_Document passage_

★ ★ ★ ★ ★ ★ ★

Nevis was united with Saint Kitts and Anguilla in 1882, and they became an associated state with full internal autonomy in 1967, though Anguilla seceded in 1971. Together, Saint Kitts and Nevis became independent on September 19, 1983. On August 10, 1998, a referendum on Nevis to separate from Saint Kitts had 2,427 votes in favour and 1,498 against, falling short of the two-thirds majority needed.
Before 1967, the local government of Saint Kitts was also the government of Nevis and Anguilla. Nevis had two seats and Anguilla one seat in the government. The economic and infrastructural development of the two smaller islands was not a priority to the colonial federal government.
When the hospital in Charlestown was destroyed in a hurricane in 1899, planting of trees in the squares of Saint Kitts and refurbishing of government buildings, also in Saint Kitts, took precedence over the rebuilding of the only hospital in Nevis. After five years without any proper medical facilities, the leaders in Nevis initiated a campaign, threatening to seek independence from Saint Kitts. The British Administrator in Saint Kitts, Charles Cox, was unmoved. He stated that Nevis did not need a hospital since there had been no significant rise in the number of deaths during the time Nevisians had been without a hospital. Therefore, no action was needed on behalf of the government, and besides, Cox continued, the Legislative Council regarded "Nevis and Anguilla as a drag on St. Kitts and would willingly see a separation". Finally, a letter of complaint to the metropolitan British Foreign Office gave result and the federal government in Saint Kitts was ordered by their superiors in London to take speedy action. The Legislative Council took another five years to consider their options. The final decision by the federal government was to not rebuild the old hospital after all, but to instead convert the old Government House in Nevis into a hospital, named Alexandra Hospital after Queen Alexandra, wife of King Edward VII. A majority of the funds assigned for the hospital could thus spent on the construction of a new official residence in Nevis.
Electricity was introduced in Nevis in 1954, when two generators were shipped in to provide electricity to the area around Charlestown. In this regard, Nevis fared better than Anguilla, where there were no paved roads, no electricity and no telephones up until 1967. However, electricity did not become available island-wide on Nevis until 1971.
An ambitious infrastructure development programme has been introduced during the last 10 years, including a transformation of the Charlestown port, construction of a new deep-water harbour, resurfacing and widening the Island Main Road, a new airport terminal and control tower, and a major airport expansion, which required the relocation of an entire village in order to make room for the runway extension.
Modernized classrooms and better equipped schools, as well as improvements in the educational system, have contributed to a leap in academic performance on the island. The pass rate among the Nevisian students sitting for the Caribbean Examination Council exams, the Cambridge General Certificate of Education Examination and the Caribbean Advance Proficiency Examinations is now consistently among the highest in the English-speaking Caribbean.
Since 2005, Nevis has its first Resident Judge, Her Ladyship Justice Ianthea Leigertwood-Octave.

★ ★ ★ ★ ★ ★ ★

_Activities_
a: Translate this sentence from the passage on Nevis into Spanish: "Electricity was introduced in Nevis in 1954, when two generators were shipped in to provide electricity to the area around Charlestown."
b: Do these statements agree with the passage on Nevis? Answer yes or no for each, and quote the words that decide it. (i) The 1998 referendum on Nevis reached the majority needed to separate from Saint Kitts. (ii) Anguilla had paved roads before 1967. (iii) Electricity reached all of Nevis in 1971.
c: List every project that the passage on Nevis names as part of the infrastructure development program of the last 10 years.
The records that come next have no connection to the passage on Nevis.

Records contained in a dataset
★ ★ ★ ★ ★ ★ ★

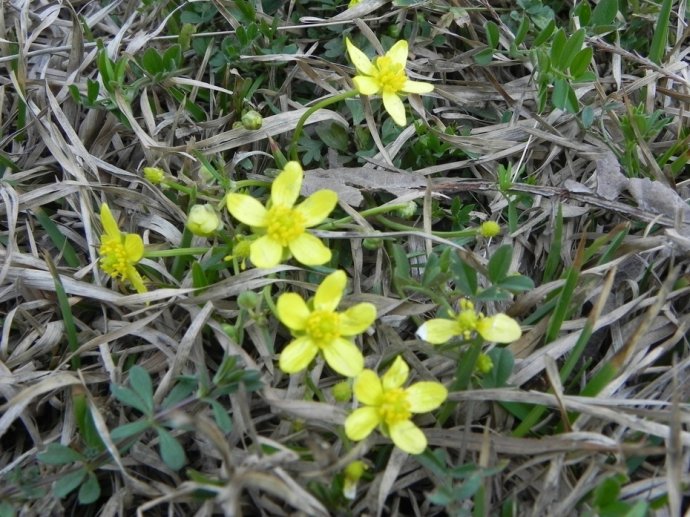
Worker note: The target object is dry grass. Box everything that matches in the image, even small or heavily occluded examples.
[0,0,690,515]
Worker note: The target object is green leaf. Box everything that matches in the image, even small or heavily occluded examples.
[484,20,500,49]
[551,79,578,113]
[129,365,153,415]
[570,47,594,77]
[38,443,85,465]
[487,244,513,284]
[450,255,477,296]
[496,275,534,293]
[532,20,556,48]
[53,467,86,499]
[589,0,618,27]
[156,427,187,470]
[110,420,151,441]
[110,384,149,415]
[559,29,585,70]
[79,472,101,504]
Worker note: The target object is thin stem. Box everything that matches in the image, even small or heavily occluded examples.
[290,90,359,160]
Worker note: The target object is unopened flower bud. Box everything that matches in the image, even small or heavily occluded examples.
[242,110,264,130]
[187,205,223,237]
[396,201,417,219]
[479,221,501,238]
[144,167,165,185]
[476,354,494,374]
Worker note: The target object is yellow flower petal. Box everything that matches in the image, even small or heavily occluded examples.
[352,370,383,406]
[276,293,310,330]
[405,381,448,413]
[345,38,376,75]
[381,356,410,391]
[295,189,338,228]
[127,266,148,293]
[225,193,268,228]
[101,203,120,239]
[278,336,319,373]
[340,303,376,336]
[124,233,144,262]
[386,39,408,69]
[314,269,347,312]
[388,420,427,454]
[249,235,283,268]
[321,338,364,377]
[271,161,304,207]
[402,79,434,93]
[288,232,331,266]
[345,406,380,442]
[381,90,407,126]
[417,318,461,345]
[477,314,522,343]
[352,75,381,95]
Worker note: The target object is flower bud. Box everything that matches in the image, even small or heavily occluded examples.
[144,167,165,185]
[242,110,264,130]
[479,221,501,238]
[187,205,223,237]
[475,354,494,375]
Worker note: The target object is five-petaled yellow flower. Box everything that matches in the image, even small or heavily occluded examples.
[417,299,522,345]
[226,161,338,268]
[345,38,434,126]
[98,203,146,293]
[276,271,376,377]
[345,356,448,454]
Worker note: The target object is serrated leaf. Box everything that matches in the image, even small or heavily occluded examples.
[129,365,153,414]
[156,427,187,470]
[110,420,151,441]
[487,244,513,284]
[53,467,86,499]
[38,443,85,465]
[79,472,101,504]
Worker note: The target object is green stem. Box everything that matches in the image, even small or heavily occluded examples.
[144,248,211,258]
[290,90,359,160]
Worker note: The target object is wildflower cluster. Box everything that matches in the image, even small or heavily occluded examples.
[92,31,521,488]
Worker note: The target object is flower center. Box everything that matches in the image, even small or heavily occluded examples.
[266,205,305,247]
[379,388,412,425]
[98,235,131,279]
[374,56,407,93]
[306,311,340,346]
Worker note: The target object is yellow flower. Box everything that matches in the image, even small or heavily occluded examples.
[345,38,434,126]
[187,205,223,237]
[226,161,338,268]
[417,300,522,345]
[345,356,448,454]
[98,203,146,293]
[276,271,376,377]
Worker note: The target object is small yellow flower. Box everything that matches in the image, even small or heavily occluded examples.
[417,299,522,345]
[187,205,223,237]
[98,203,146,293]
[276,271,376,377]
[226,161,338,268]
[345,356,448,454]
[345,38,434,126]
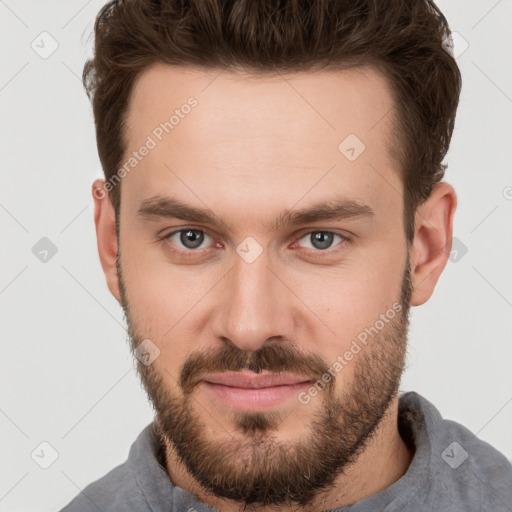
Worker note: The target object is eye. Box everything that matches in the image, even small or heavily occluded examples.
[299,231,346,251]
[165,228,211,250]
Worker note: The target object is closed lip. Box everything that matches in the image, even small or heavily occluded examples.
[203,372,311,389]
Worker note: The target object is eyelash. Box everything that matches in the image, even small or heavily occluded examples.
[160,227,350,258]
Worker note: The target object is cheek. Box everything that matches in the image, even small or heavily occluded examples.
[290,247,405,352]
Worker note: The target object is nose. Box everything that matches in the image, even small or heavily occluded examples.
[211,247,294,351]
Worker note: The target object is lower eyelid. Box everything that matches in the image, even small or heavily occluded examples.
[163,228,349,253]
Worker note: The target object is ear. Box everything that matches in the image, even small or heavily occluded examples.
[410,182,457,306]
[92,179,121,302]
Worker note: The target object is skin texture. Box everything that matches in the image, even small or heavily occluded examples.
[92,64,456,511]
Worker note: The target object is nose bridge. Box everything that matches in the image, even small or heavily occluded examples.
[212,248,292,350]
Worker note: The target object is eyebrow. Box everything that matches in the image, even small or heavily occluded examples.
[137,195,375,230]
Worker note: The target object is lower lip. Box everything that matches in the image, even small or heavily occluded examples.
[201,381,311,411]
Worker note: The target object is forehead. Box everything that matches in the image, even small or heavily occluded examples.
[122,64,401,220]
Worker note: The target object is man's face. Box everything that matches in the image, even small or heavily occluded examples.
[118,65,411,504]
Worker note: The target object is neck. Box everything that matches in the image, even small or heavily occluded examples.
[160,397,413,512]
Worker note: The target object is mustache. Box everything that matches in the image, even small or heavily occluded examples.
[179,344,334,394]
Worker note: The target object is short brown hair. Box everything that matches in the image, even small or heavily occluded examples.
[83,0,462,242]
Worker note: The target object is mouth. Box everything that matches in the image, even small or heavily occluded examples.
[200,372,312,411]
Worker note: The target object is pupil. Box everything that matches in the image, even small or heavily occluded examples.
[311,231,334,249]
[180,229,204,249]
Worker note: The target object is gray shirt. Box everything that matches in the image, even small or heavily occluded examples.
[61,392,512,512]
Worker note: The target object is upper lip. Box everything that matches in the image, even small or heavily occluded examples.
[203,372,311,389]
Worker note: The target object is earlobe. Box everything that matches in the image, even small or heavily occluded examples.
[91,179,120,302]
[410,182,457,306]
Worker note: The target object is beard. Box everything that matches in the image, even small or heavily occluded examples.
[117,255,412,507]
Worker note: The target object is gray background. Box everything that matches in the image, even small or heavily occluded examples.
[0,0,512,512]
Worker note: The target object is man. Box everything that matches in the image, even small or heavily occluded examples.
[59,0,512,512]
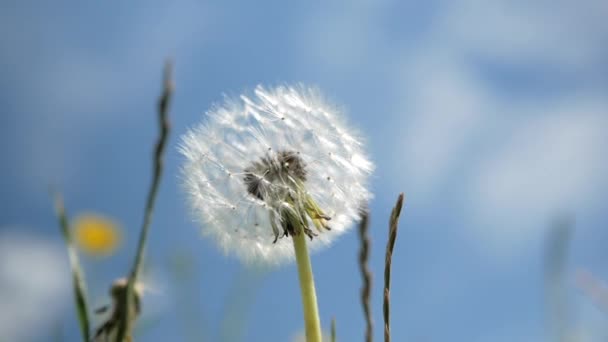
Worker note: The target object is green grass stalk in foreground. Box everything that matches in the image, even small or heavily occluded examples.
[117,61,174,342]
[292,232,322,342]
[55,194,90,342]
[382,193,403,342]
[331,317,336,342]
[359,208,374,342]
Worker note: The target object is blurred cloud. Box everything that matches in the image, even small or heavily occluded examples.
[0,229,71,341]
[465,100,608,252]
[0,1,217,195]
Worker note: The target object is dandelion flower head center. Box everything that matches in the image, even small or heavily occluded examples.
[180,85,374,264]
[244,149,306,204]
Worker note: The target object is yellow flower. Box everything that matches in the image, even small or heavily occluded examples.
[72,214,122,257]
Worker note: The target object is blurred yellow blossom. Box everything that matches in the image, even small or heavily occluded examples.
[72,214,122,257]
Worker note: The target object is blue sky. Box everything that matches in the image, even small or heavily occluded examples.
[0,0,608,342]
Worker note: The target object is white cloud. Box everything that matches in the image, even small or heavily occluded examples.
[0,230,71,341]
[465,99,608,251]
[437,0,608,69]
[393,53,495,200]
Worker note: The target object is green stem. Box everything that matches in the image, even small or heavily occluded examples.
[292,233,322,342]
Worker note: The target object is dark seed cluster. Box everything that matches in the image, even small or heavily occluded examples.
[243,151,306,201]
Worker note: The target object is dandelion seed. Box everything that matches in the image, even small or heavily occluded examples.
[180,86,373,264]
[73,214,122,257]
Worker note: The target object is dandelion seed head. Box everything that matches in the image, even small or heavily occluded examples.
[180,85,374,264]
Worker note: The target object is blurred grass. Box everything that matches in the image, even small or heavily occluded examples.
[55,194,91,342]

★ ★ ★ ★ ★ ★ ★

_Responses by task_
a: La electricidad se introdujo en Nevis en 1954, cuando se enviaron dos generadores para suministrar electricidad a la zona alrededor de Charlestown.

b:
(i) No: "falling short of the two-thirds majority needed"
(ii) No: "no paved roads, no electricity and no telephones up until 1967"
(iii) Yes: "electricity did not become available island-wide on Nevis until 1971"

c:
- A transformation of the Charlestown port
- Construction of a new deep-water harbour
- Resurfacing and widening the Island Main Road
- A new airport terminal and control tower
- A major airport expansion